RECORDS FOR THE TASK:
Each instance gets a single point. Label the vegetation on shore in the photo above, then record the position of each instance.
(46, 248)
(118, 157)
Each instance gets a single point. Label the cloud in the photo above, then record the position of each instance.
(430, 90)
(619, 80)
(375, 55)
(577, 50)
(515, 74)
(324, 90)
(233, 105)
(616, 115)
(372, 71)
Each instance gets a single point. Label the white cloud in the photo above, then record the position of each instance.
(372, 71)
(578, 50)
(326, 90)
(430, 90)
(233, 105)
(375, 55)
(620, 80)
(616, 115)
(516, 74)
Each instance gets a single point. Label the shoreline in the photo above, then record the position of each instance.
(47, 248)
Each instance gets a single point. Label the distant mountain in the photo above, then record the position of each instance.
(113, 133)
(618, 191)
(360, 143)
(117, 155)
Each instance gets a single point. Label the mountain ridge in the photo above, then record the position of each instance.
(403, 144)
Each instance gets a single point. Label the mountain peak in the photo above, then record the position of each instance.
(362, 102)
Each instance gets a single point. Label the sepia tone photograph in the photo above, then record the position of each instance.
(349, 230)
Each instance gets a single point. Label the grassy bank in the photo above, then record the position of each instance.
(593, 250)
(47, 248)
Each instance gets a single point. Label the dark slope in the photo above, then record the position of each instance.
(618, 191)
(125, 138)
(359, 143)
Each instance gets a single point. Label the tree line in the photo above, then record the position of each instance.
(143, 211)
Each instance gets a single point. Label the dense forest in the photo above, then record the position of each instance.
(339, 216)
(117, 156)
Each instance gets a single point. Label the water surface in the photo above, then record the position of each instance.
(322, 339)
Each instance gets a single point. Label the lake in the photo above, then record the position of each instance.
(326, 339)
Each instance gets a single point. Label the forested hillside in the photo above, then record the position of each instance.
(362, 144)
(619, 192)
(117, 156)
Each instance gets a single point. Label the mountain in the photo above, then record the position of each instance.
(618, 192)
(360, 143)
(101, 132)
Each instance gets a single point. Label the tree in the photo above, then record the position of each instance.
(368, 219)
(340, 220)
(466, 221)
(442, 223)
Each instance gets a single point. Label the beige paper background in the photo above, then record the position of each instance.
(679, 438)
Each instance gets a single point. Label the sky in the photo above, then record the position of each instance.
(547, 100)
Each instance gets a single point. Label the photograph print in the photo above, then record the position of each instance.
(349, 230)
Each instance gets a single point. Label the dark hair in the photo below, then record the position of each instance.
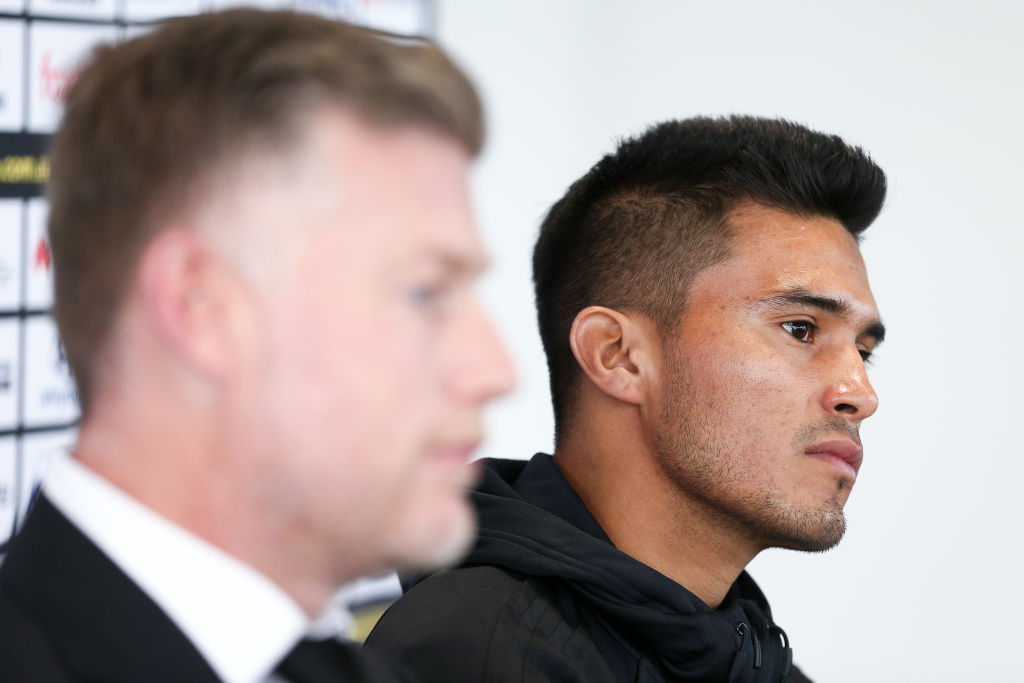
(636, 229)
(148, 121)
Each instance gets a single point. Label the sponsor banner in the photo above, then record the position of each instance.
(409, 17)
(49, 396)
(330, 8)
(9, 333)
(88, 9)
(11, 213)
(11, 80)
(150, 10)
(259, 4)
(56, 52)
(37, 451)
(38, 262)
(25, 166)
(8, 486)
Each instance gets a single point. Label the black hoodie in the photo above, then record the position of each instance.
(545, 596)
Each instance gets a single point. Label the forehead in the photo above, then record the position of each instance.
(775, 251)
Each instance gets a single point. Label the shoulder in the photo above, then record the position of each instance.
(489, 624)
(443, 627)
(26, 652)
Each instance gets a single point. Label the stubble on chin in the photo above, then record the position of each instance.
(701, 467)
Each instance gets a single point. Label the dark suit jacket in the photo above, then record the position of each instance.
(69, 613)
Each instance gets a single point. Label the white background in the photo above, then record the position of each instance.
(925, 586)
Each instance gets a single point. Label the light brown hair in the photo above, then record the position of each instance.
(148, 119)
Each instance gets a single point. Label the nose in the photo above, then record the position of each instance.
(850, 394)
(481, 369)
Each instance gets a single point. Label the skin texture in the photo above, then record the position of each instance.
(298, 374)
(717, 421)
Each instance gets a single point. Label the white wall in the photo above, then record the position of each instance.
(924, 587)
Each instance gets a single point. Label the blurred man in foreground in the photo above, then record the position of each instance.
(707, 317)
(264, 257)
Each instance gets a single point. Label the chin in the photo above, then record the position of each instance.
(808, 530)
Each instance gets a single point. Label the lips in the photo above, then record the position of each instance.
(844, 454)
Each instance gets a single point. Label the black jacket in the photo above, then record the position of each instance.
(69, 613)
(545, 596)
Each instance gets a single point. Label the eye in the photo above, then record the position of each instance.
(424, 295)
(802, 331)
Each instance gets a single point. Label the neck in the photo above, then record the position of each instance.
(186, 477)
(616, 473)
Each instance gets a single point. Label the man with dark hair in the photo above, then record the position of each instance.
(707, 318)
(264, 257)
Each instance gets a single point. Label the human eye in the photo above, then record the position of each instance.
(802, 331)
(425, 294)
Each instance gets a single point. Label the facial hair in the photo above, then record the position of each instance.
(705, 466)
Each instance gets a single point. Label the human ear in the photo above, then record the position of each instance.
(609, 347)
(195, 304)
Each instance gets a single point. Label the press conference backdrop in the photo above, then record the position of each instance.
(42, 44)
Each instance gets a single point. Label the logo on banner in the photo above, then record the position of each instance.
(56, 78)
(42, 260)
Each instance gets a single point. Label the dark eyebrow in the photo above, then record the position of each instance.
(837, 307)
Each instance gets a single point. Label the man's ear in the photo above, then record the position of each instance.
(195, 303)
(612, 349)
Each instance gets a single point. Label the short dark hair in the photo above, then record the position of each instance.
(148, 120)
(635, 230)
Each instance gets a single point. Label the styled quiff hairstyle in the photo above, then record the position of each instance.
(148, 121)
(633, 233)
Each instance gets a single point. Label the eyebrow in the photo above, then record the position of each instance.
(832, 305)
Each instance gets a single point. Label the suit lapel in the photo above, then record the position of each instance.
(98, 621)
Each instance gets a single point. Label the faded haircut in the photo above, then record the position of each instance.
(634, 232)
(148, 121)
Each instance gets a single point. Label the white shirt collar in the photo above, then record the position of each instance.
(242, 623)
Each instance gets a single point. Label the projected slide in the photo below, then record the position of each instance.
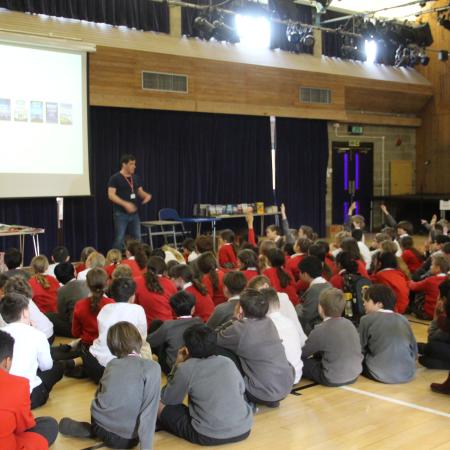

TO BE DONE:
Update the rows above by replacing "single point" with "single marker" wherever it appears, keeping everything else unchanged, and omit the pictures from your answer.

WRITTEN SOLUTION:
Each instance gets a single marker. Label the vegetation on shore in the photo above, then record the position of each instance.
(46, 248)
(118, 157)
Each instance gets a single marker. Label the cloud in the photo above, then record the position of each instance.
(430, 90)
(619, 80)
(375, 55)
(577, 50)
(515, 74)
(324, 90)
(233, 105)
(616, 115)
(372, 71)
Each instance gets a single marker. Label the white cloud in the photo above, then record the position of each instance.
(372, 71)
(578, 50)
(326, 90)
(430, 90)
(233, 105)
(375, 55)
(620, 80)
(616, 115)
(516, 74)
Each instance gets a single marker. Label the shoreline in the photo above, then record the position of each instance.
(47, 248)
Each instance gets a single marker. Label the distant mountain in the photo above, then record the position of each instance.
(113, 133)
(618, 191)
(360, 143)
(117, 155)
Each instance gets a single marker. Label the mountain ridge in the photo above, then record the position of each instance.
(403, 144)
Each instance gets a single marker. Label the mountain peak in the photo above, then record the position of each instance.
(362, 102)
Each instance gets a single marker. Label the sepia tone photograph in the photo above, then record the position of each instance.
(349, 230)
Each instance gets a single marker. Label the grassy bank in the photo above, then record the position of each instance.
(593, 250)
(47, 248)
Each instance gets a single marker. Label the dark slope in the photo above, then record the position of each instance.
(618, 191)
(125, 138)
(359, 143)
Each instance gets a single marker. Label the tree line in the photo above, then record the position of each instance.
(143, 211)
Each instance gets a single marker. Label the dense forest in the photo above, then record the position of each instance.
(339, 216)
(117, 156)
Each instance gets a single marker. Label the water surface in the photo above, then record the position of each instance.
(322, 339)
Each instance gets a single marker. Label the lake in the photo above, then record the position of each instance.
(326, 339)
Each instance gets a single marker. Label the forested hillside in the photo above, then record the position of each instance.
(362, 144)
(619, 192)
(117, 156)
Each instance gets a single marker. Label the mountain in the photo above, then record the position of each instance.
(618, 192)
(360, 143)
(101, 132)
Each instance gets a single marker. Label the tree in the photo above, then record the position of each instance.
(368, 219)
(340, 220)
(466, 221)
(442, 223)
Each instance gets a single marker. Label the beige paper background in the photo above, then record the position of each instance.
(679, 438)
Each instance gets a single marker. Label the sky in the photo above, then record the position of each instance.
(547, 100)
Each instance gets a single marker. Label the photograph print in the photo above, then record the position of each instance.
(349, 230)
Each instance gets a single marker. Label the dark hair in the photo below, then record the position of each instance.
(636, 229)
(148, 121)
Each instance gets a single marker. Label the sponsor banner in the photo above, then record the position of each instance.
(409, 17)
(49, 396)
(330, 8)
(9, 333)
(88, 9)
(11, 213)
(11, 80)
(150, 10)
(259, 4)
(56, 52)
(37, 451)
(38, 262)
(25, 166)
(8, 486)
Each instance gets a single marker. Label the black hoodie in the photo above, then record the position of each instance.
(545, 596)
Each instance gets a single marker. Label the forehead in the photo above, then record the position of each instance.
(775, 251)
Each instance gets a single marker. Label the shoulder in the photo above, then record the position of each instance.
(489, 624)
(443, 627)
(26, 652)
Each instance gets a single marker. Label the stubble on chin in the photo above, then record the position of each instance.
(701, 467)
Each instance gets a single marker. Label the dark suit jacket in the photo above, then record the position of each instance.
(69, 613)
Each instance gets a single marker. Label the white background in the photo above, then record the position of each instance.
(925, 586)
Each instance gets a single marker. Label the light brown hair in the photo above, then record the position of each instance.
(148, 119)
Each instance gets a single marker. Label the nose in the photo above, then record the position of each instance.
(850, 394)
(481, 369)
Each instance gets a single marker. Label the skin texture in the photo above, then record the position of each instance.
(298, 374)
(717, 421)
Each instance gets a single marker. Label the white wall in the photo above, then record the position of each instance.
(924, 587)
Each instance gets a single marker. Label the blurred man in foreground in the photo above, then record the position of each instance.
(707, 317)
(264, 257)
Each instance gets a single marker. Label the chin in the photo above, then record the position of each instance.
(808, 530)
Each instance gets a single marker. Label the lips in the photo above, then record the position of each instance.
(844, 454)
Each instance gets a single marker. Label the black jacket in the photo above, then record the position of each instance.
(69, 613)
(545, 596)
Each instance gets a single marker. Label the eye in the photo above, then record the position of each instance.
(424, 295)
(802, 331)
Each instance gets a single marker. Label the neck in the photo above, then record the position of each instance.
(186, 477)
(616, 473)
Each instance gets a single marker. Label the man with dark hair in the photo above, then record the position of each instance.
(707, 318)
(264, 257)
Each instance gets a single marker. Label the human eye in the photo above, then record the position of each instance.
(802, 331)
(425, 294)
Each instance gets a single marker. Label the facial hair in the photo above, then record the position of each instance.
(705, 466)
Each instance gets a single marker. Label the human ear in the photo above, then record the position of each instance.
(609, 347)
(195, 304)
Each instance gets a single marker. Label the press conference backdrop in the photo above, then record the position of each instance.
(42, 44)
Each instance gets a single marker. Label the logo on banner in the photo above, then record the position of each instance.
(56, 78)
(42, 260)
Each instance gets a single marker. Label the dark eyebrow in the photo above, then record the position of each instance.
(837, 307)
Each instance gets a single marker. Label the man's ear in the photo above, then record the position of each instance.
(195, 303)
(612, 349)
Each instance gets a single marker. Label the short dark hair in the photo above, then record the position of each instance.
(148, 120)
(635, 230)
Each instance gets a single marker. Label the styled quiff hairstyle in the photo above, then record the position of each instance.
(148, 121)
(633, 233)
Each instance gets a single marker. Label the eyebrow in the photo above, then record the position of each instance.
(832, 305)
Each instance gets a single marker. Label the suit lapel in the photo above, then record the position of each instance.
(98, 621)
Each instance gets a single marker. Label the faded haircut in the photo above, then record the position of each instance.
(634, 232)
(148, 121)
Each instance gets a single marker. Label the white shirt collar in the photo above, then record the position of each instance.
(242, 623)
Each instance gets a single marker. Label the projected slide in the photo below, then record the position of each instance.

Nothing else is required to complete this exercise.